Les métiers complémentaires de l’agriculture, déjà impactée par la sécheresse, sont frappés de plein fouet.
Le confinement a réduit sensiblement les opportunités d’emploi dans les villes.
Témoignages poignants de plusieurs travailleurs.
Par : Charaf Jaidani
A ses débuts, la pandémie de Coronavirus a été prise à la légère dans le monde rural. Certains même l’ignoraient totalement et s’estimaient peu concernés, à l’exception de ceux qui ont des enfants scolarisés et qui ont dû s’adapter aux nouvelles conditions d’enseignement imposées par le département de tutelle. Mais la situation a complètement changé avec le confinement de la population, qui s’est accentué à partir du 20 mars avec l’interdiction des déplacements interurbains.

Extrait des données:
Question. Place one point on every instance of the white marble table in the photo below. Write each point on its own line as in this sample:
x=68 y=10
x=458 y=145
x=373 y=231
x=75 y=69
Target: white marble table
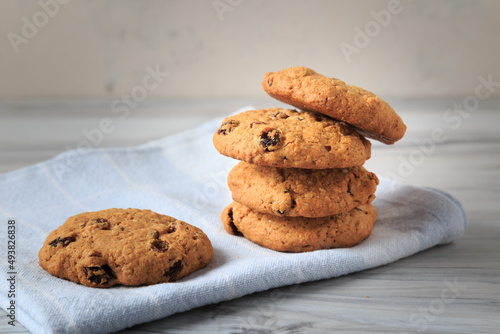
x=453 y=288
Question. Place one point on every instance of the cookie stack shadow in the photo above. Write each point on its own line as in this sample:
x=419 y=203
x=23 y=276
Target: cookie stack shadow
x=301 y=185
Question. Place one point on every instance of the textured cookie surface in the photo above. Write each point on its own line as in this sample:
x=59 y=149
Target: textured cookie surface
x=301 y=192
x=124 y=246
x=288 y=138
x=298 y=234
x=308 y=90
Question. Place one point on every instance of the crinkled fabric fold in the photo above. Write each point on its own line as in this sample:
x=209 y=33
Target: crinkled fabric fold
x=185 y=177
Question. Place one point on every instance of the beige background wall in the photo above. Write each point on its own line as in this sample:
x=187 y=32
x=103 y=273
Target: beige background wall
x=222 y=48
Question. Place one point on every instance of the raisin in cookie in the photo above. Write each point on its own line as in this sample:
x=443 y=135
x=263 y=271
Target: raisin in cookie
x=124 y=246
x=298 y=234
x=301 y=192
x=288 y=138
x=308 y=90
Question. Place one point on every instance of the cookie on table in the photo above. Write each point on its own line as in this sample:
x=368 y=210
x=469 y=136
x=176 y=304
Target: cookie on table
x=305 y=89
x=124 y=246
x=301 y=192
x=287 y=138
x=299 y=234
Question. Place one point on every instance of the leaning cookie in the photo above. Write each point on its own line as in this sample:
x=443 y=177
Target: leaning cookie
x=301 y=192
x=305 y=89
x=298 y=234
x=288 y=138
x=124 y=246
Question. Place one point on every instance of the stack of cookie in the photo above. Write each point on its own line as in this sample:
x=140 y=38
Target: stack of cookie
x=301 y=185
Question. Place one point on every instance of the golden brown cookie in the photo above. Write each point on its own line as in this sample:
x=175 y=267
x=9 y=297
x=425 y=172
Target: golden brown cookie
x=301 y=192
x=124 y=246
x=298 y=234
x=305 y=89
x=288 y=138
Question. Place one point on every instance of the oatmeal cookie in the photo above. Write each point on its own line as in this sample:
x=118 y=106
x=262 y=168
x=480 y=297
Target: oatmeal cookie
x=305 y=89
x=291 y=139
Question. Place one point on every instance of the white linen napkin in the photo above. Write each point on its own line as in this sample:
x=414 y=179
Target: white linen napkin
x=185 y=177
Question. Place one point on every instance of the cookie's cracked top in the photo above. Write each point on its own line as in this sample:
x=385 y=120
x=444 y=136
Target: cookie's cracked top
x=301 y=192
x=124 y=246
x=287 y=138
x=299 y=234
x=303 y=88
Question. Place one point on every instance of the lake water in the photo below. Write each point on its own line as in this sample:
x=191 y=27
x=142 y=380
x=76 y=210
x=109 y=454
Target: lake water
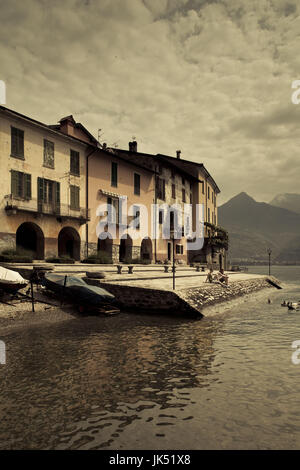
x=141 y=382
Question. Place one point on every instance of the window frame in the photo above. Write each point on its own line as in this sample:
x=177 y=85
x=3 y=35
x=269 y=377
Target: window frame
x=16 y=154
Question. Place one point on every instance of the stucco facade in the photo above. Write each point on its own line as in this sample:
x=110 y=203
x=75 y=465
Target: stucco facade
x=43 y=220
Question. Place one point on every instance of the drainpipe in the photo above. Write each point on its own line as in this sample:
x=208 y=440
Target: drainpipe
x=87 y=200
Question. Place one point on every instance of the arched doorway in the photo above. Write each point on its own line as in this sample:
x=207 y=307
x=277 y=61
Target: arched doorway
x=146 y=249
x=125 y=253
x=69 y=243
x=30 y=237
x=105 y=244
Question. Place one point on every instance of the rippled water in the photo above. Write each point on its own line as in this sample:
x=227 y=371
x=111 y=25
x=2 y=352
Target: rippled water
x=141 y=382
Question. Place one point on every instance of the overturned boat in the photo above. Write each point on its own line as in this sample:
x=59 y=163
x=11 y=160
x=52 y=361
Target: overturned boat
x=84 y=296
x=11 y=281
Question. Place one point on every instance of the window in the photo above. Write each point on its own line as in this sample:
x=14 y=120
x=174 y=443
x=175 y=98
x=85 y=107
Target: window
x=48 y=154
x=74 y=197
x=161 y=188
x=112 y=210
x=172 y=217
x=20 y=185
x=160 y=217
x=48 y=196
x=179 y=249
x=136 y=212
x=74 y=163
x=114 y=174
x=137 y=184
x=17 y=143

Consigne de travail: Recopiez intégralement, sans la moindre modification, le texte sur le confinement dans le monde rural.

Votre solution:
Les métiers complémentaires de l’agriculture, déjà impactée par la sécheresse, sont frappés de plein fouet.
Le confinement a réduit sensiblement les opportunités d’emploi dans les villes.
Témoignages poignants de plusieurs travailleurs.
Par : Charaf Jaidani
A ses débuts, la pandémie de Coronavirus a été prise à la légère dans le monde rural. Certains même l’ignoraient totalement et s’estimaient peu concernés, à l’exception de ceux qui ont des enfants scolarisés et qui ont dû s’adapter aux nouvelles conditions d’enseignement imposées par le département de tutelle. Mais la situation a complètement changé avec le confinement de la population, qui s’est accentué à partir du 20 mars avec l’interdiction des déplacements interurbains.